### Objectives
1/ Please copy the Paris travel account, from "In the morning" up to and including "by the hand.".
2/ In the Paris travel account, how did Pepper get money to the writer after the Barclay's visit failed?

### Source text
— Begin —
In the morning I headed out to try to resolve my financial situation. Under the basis of a faulty assumption that the Barclay’s banks in the UK and France were connected, Pepper had very kindly deposited some money into my Barclay’s account that we thought I could withdraw by visiting a branch in town. The first challenge of the day was to even find a Barclay’s without the aid of a map or a smart phone. Very predictably, I spent more than an hour trying to find a Barclay’s, and walking around looking like the helpless idiot I was attracted a “helper”, a young man who apparently had nothing better to do than follow me around. His first language was neither French nor English but he spoke both well enough that he insisted on asking passersby what street the Barclay’s bank was on when he realized what my mission was. When he finally got an answer he took me by the hand.
“I can find it myself, thank you!” I said, even though that wasn’t remotely true.
“No, no, no, I will help you!” We walked back and forth down a street where an art college had just let out, trying to look for the sidestreet that the bank was on. The students ignored me as my voice got louder and louder. “I don’t need your help, thank you!” My helper grabbed me by the neck and tried to kiss me, only managing to get my cheek as I struggled out of his hold. I wondered if I was going to leave Paris with my head still on my shoulders. I wondered if I wanted to.
“I have a boyfriend! I really need to do this by myself but thank you for your help!” Eventually he took off. The students still ignored me.
Without his help I found the Barclay’s bank. When I got in, the greeter didn’t speak English, so she found someone for me who did. She gently explained to me that the UK and French Barclay’s were not connected so I could not withdraw money. I waited until I was outside again to cry and headed back to Gare du Nord so that I could go back to my hostel.
At Gare du Nord I got in touch with Pepper to tell him the bad news. Pepper very, very calmly and very quickly devised an alternative solution and very, very kindly wired money to me through Western Union. While I tried to find the closest Western Union to Gare du Nord on my phone, another young man sat down next to me and started whispering in my ear and rubbing his head against my neck as if he were a cat. All I could hear was “cherie” and “bebe” over and over. He sprayed perfume on me and I wondered if he was just trying to sell some to me. At first I thought it was funny and would make a good story later but I was distraught and trying to figure out how to finally fix the stupid situation I put myself in.
I got up from the bench I had camped out on to set out to find Western Union and the man followed me. “Non, non, non”, I repeated to him. I didn’t want him to follow me. I didn’t want whatever he was asking me for.
— End —
### Data lines
— Begin —
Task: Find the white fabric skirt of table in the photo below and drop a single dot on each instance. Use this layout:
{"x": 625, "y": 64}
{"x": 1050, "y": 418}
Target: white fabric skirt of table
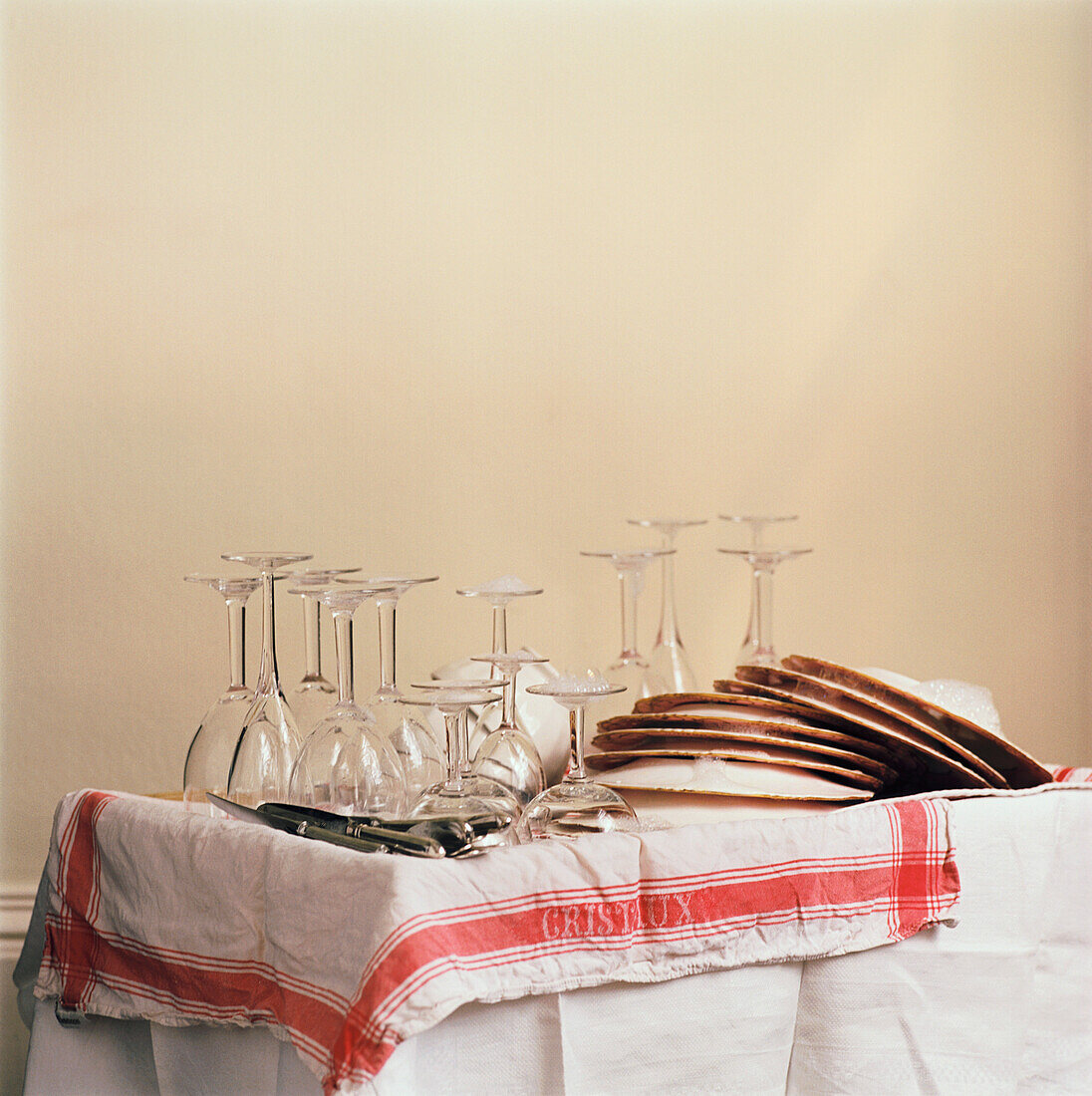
— End —
### Results
1/
In the morning I headed out to try to resolve my financial situation. Under the basis of a faulty assumption that the Barclay’s banks in the UK and France were connected, Pepper had very kindly deposited some money into my Barclay’s account that we thought I could withdraw by visiting a branch in town. The first challenge of the day was to even find a Barclay’s without the aid of a map or a smart phone. Very predictably, I spent more than an hour trying to find a Barclay’s, and walking around looking like the helpless idiot I was attracted a “helper”, a young man who apparently had nothing better to do than follow me around. His first language was neither French nor English but he spoke both well enough that he insisted on asking passersby what street the Barclay’s bank was on when he realized what my mission was. When he finally got an answer he took me by the hand.

2/ He wired it through Western Union.